Yoga for Seniors kicks off at 2nd Centers Health Care facility

Warren Center seniors activate their healing chakras

- May 3, 2017

As seen in The Post-Star.

QUEENSBURY — Pat Tunney pressed her palms together and raised her hands over her head.

Seated in a wheel chair, the Warren Center rehabilitation patient focused on her breathing.

Kundalini yoga instructor Susanne Margono told Tunney to expand her lungs as she inhales.

“You have more capacity than you think in your lungs,” Margono told Tunney and seven other patients at the Warren Center for Rehabilitation and Nursing in Queensbury during its “Yoga for Seniors” program.

The program is open to the community as well as Warren Center patients and residents at 10 a.m. the first and third Wednesdays of the month.

Participants are able to sit in chairs or wheelchairs and work with Margono on breathing, relaxation and healing.

Tunney, who participated in her first yoga class Wednesday, said breathing is a big part of her rehabilitation. She also noted that the exercise is good for her.

“Overall, I think all the seniors benefit from it,” said William Wohltjen, the field marketing manager at the Warren Center.

Practicing relaxation and increasing lung capacity nourishes the body, Margono said.

“They’re more alive,” she said. “It works on their vitality.”

Dressed in white, Margono put on a white hat, slipped off her shoes, sat on a chair draped in a lambskin mat and explained yoga to the group assembled in front of her.

“It’s an Indian practice that connects the body and the mind,” said Margono, who has been practicing yoga for 30 years.

> What you need to do
**A.** In the article on Yoga for Seniors, how many years has Susanne Margono been practicing yoga?
**B.** Turn the paragraph of the Yoga for Seniors article that begins "Dressed in white, Margono put on" into a short list of her actions.
**C.** Carry on the article about Yoga for Seniors from its last sentence.

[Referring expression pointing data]
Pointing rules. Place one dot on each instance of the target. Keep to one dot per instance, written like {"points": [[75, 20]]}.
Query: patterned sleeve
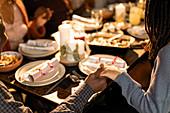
{"points": [[75, 103], [8, 104]]}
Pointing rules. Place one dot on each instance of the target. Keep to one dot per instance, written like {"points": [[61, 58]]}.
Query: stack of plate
{"points": [[49, 78], [33, 53]]}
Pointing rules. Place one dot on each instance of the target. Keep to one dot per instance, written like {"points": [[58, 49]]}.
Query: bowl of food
{"points": [[10, 60]]}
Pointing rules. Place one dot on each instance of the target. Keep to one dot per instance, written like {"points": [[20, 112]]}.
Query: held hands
{"points": [[43, 18], [111, 72], [97, 80]]}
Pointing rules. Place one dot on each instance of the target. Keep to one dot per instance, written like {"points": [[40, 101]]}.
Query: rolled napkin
{"points": [[88, 23], [95, 61], [40, 43], [50, 48], [40, 70], [82, 19]]}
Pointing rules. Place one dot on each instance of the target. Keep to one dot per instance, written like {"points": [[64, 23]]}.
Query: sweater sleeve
{"points": [[75, 103], [157, 98]]}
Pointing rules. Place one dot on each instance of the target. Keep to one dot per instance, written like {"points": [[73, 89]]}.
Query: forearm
{"points": [[8, 104], [135, 96], [75, 103]]}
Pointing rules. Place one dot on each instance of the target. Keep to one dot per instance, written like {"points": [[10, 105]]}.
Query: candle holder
{"points": [[120, 12]]}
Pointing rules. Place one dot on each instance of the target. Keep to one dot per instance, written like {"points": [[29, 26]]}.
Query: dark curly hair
{"points": [[157, 25]]}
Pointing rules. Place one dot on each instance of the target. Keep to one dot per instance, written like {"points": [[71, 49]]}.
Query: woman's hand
{"points": [[95, 81], [42, 19], [111, 72]]}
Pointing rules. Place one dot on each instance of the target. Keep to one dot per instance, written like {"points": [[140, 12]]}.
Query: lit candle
{"points": [[64, 30], [70, 50], [81, 47], [120, 11], [111, 28]]}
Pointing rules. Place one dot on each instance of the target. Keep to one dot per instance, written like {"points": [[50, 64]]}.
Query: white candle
{"points": [[81, 47], [71, 46], [120, 11], [64, 30]]}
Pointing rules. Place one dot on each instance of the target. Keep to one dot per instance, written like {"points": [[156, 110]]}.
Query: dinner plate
{"points": [[49, 78], [64, 61], [38, 53], [138, 32], [119, 41], [87, 69]]}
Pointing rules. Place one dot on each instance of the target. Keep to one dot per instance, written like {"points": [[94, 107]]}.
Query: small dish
{"points": [[13, 65]]}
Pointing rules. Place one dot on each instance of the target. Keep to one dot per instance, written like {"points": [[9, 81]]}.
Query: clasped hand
{"points": [[98, 79]]}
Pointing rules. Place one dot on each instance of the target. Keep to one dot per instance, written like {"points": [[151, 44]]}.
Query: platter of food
{"points": [[116, 41], [91, 63], [10, 60], [51, 76]]}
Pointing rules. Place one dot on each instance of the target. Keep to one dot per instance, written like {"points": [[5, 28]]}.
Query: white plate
{"points": [[54, 76], [86, 70], [138, 32], [88, 28], [37, 53]]}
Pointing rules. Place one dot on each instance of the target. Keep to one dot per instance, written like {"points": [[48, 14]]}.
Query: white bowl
{"points": [[11, 66]]}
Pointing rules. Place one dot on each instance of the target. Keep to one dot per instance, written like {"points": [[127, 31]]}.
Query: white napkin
{"points": [[23, 45], [40, 70], [88, 23], [40, 43], [82, 19], [93, 62]]}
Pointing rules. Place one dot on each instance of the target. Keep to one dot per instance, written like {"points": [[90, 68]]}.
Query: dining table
{"points": [[131, 56], [63, 89]]}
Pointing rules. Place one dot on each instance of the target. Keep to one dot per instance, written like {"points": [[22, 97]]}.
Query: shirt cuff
{"points": [[85, 91]]}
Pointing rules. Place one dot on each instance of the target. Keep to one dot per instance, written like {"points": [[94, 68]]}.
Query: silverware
{"points": [[57, 83], [78, 75]]}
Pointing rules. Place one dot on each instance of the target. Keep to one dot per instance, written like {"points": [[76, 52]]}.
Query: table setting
{"points": [[74, 53]]}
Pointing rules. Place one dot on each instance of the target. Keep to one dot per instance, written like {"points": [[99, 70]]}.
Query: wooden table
{"points": [[131, 56]]}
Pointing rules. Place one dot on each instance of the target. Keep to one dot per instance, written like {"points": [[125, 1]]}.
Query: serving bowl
{"points": [[13, 65]]}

> Expected outputs
**A.** 30 years.

**B.**
- Put on a white hat while dressed in white
- Slipped off her shoes
- Sat on a chair draped in a lambskin mat
- Explained yoga to the group in front of her

**C.**
She taught the group a mantra, which translated means, “I bow to my creator and I bow to all that is creative in myself.”

Breathe in light and life and exhale the darkness and let it go out to the universe, Margono instructed.

 

Holding down her right nostril, Margono explained that breathing through the left nostril brings calm to the body, while breathing through the right, brings energy. She instructed the seniors to depress their right nostril, close their eyes and breathe.

“Just be like that,” Margono said, “and feel how calm you are by just having breathed through your left nostril.”

While some of the seniors, like Tunney, were able to perform every movement, others had trouble moving their hands, stretching their legs or pumping their belly buttons in and out. But that doesn’t matter, according to Margono. Just thinking about moving their fingers is progress.

“Even if they are attentive enough to look at me and close their eyes when they want to, that’s participation,” Margono said. “We create a group energy as a group so all are included whether they are participating or not.”

As people age, and lead more sedentary lives, they detach from their bodies. Margono wants to help increase awareness of their bodies. The techniques in yoga are beneficial for dementia patients as well.

The elderly are underserved, Margono added. She finds teaching yoga at nursing homes, in general, makes the residents happy.

“This inner spark gets ignited in some ways in the nursing homes,” she said.